#### Oefeningsdoel
Geef het stuk over de vergoeding voor fietsers opnieuw, beginnend bij "Sinds 1 juli" en eindigend bij "per afgelegde kilometer.". Vervang daarin alsjeblieft "fietsvergoeding" door "fietspremie".

#### Geciteerde passage
○ ○ ○ ○ ○

Verplichte fietsvergoeding voor werknemers van het paritair comité 200

Sinds 1 juli 2020 hebben werknemers van het paritair comité 200 (het aanvullend paritair comité voor bedienden) die zich regelmatig met de fiets verplaatsen automatisch recht op een fietsvergoeding. Het bedrag werd vastgesteld op 0,10 euro per effectief afgelegde kilometer met een maximum van 4,00 euro per werkdag. In de praktijk betekent dit dat een werknemer maximaal recht heeft op 0,10 euro per kilometer die de werknemer met de fiets aflegt met een maximum van 40 km per dag (dus een afstand van 20 km tussen zijn/haar woning en de werkplek). Indien de werkgever voordien reeds een hogere fietsvergoeding toekende kan hij deze behouden en mag hij de limiet van 40 km overschrijden. Voor de RSZ en de fiscus bedraagt de maximale belastingvrije vergoeding in elk geval 0,24 euro per afgelegde kilometer.

○ ○ ○ ○ ○

#### Ruwe gegevens
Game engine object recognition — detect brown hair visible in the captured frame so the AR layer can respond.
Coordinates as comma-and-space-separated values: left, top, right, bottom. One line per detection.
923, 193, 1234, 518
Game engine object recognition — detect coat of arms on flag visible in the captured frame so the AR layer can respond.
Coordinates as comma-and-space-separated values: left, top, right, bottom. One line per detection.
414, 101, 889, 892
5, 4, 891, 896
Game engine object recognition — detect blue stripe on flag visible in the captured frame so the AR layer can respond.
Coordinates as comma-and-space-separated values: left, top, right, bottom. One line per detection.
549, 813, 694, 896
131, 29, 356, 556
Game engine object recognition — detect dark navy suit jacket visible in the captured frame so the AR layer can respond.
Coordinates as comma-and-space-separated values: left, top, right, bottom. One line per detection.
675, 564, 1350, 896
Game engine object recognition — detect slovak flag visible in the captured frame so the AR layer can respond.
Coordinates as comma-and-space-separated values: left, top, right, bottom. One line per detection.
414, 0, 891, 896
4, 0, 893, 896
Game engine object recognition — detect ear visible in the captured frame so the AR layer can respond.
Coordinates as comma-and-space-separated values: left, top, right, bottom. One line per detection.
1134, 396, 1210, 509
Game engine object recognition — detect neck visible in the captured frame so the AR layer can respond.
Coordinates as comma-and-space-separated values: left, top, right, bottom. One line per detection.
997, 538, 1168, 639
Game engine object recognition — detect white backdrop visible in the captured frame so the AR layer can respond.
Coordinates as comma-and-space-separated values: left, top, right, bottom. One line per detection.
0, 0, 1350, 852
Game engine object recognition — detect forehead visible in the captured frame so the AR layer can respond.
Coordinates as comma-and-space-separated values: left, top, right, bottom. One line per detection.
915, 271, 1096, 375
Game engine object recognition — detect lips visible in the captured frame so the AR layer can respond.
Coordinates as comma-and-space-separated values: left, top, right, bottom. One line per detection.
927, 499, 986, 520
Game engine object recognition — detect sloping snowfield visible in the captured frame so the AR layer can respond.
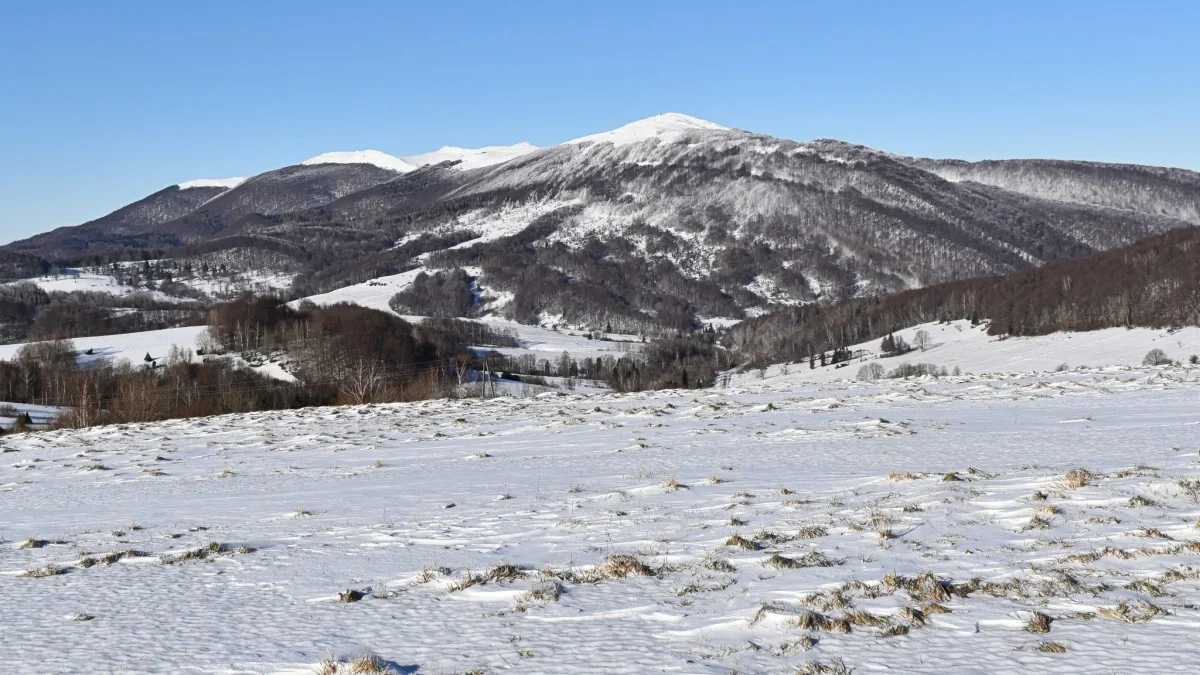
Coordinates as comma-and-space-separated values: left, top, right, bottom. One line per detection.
0, 357, 1200, 674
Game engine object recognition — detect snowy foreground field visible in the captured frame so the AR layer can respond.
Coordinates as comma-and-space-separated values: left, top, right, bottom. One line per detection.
0, 368, 1200, 674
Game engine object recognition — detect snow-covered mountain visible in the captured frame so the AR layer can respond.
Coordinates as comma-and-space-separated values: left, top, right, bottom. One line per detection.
8, 113, 1200, 331
176, 177, 246, 190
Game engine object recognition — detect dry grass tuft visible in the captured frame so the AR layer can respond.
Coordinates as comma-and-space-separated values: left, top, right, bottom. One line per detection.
703, 555, 738, 573
776, 635, 817, 653
1097, 601, 1166, 623
1025, 611, 1054, 634
796, 658, 851, 675
24, 565, 67, 579
725, 534, 762, 551
596, 554, 654, 579
763, 551, 844, 569
484, 562, 526, 583
1063, 467, 1097, 490
446, 567, 484, 593
317, 652, 395, 675
350, 652, 391, 675
1021, 514, 1050, 532
516, 579, 563, 604
796, 525, 829, 539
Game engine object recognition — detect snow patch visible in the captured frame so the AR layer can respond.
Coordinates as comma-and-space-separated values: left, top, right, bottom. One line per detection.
176, 177, 246, 190
404, 143, 539, 171
300, 150, 418, 173
564, 113, 728, 145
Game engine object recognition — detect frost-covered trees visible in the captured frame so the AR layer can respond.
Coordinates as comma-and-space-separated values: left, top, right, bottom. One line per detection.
856, 363, 884, 382
1141, 348, 1171, 365
388, 269, 475, 317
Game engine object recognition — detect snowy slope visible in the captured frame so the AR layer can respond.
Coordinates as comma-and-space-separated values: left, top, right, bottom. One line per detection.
404, 143, 538, 171
300, 143, 538, 173
288, 268, 640, 360
0, 325, 208, 365
300, 150, 416, 173
753, 321, 1200, 382
6, 270, 188, 301
0, 360, 1200, 675
179, 177, 246, 190
564, 113, 728, 145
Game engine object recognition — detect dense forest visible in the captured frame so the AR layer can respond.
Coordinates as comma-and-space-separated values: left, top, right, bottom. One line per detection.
726, 227, 1200, 363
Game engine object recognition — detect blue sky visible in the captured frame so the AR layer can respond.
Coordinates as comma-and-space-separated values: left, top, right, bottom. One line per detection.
0, 0, 1200, 241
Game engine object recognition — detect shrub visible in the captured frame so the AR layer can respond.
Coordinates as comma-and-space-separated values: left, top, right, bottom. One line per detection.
854, 363, 884, 382
1141, 350, 1171, 365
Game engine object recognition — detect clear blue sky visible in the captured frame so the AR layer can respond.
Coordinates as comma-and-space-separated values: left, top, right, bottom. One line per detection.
0, 0, 1200, 241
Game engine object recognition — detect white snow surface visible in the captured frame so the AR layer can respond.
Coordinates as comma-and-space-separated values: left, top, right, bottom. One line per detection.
178, 177, 246, 190
564, 113, 728, 145
0, 357, 1200, 674
0, 325, 208, 365
6, 269, 187, 301
768, 321, 1200, 382
0, 325, 296, 382
300, 143, 538, 173
300, 150, 418, 173
404, 143, 539, 171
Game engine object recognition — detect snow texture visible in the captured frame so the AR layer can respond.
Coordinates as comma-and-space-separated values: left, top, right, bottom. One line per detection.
0, 324, 1200, 674
300, 143, 538, 173
179, 177, 246, 190
564, 113, 728, 145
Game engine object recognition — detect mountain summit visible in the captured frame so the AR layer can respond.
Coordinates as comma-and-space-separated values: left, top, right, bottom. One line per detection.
7, 113, 1200, 331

○ ○ ○ ○ ○

#### Schriftelijk antwoord
Sinds 1 juli 2020 hebben werknemers van het paritair comité 200 (het aanvullend paritair comité voor bedienden) die zich regelmatig met de fiets verplaatsen automatisch recht op een fietspremie. Het bedrag werd vastgesteld op 0,10 euro per effectief afgelegde kilometer met een maximum van 4,00 euro per werkdag. In de praktijk betekent dit dat een werknemer maximaal recht heeft op 0,10 euro per kilometer die de werknemer met de fiets aflegt met een maximum van 40 km per dag (dus een afstand van 20 km tussen zijn/haar woning en de werkplek). Indien de werkgever voordien reeds een hogere fietspremie toekende kan hij deze behouden en mag hij de limiet van 40 km overschrijden. Voor de RSZ en de fiscus bedraagt de maximale belastingvrije vergoeding in elk geval 0,24 euro per afgelegde kilometer.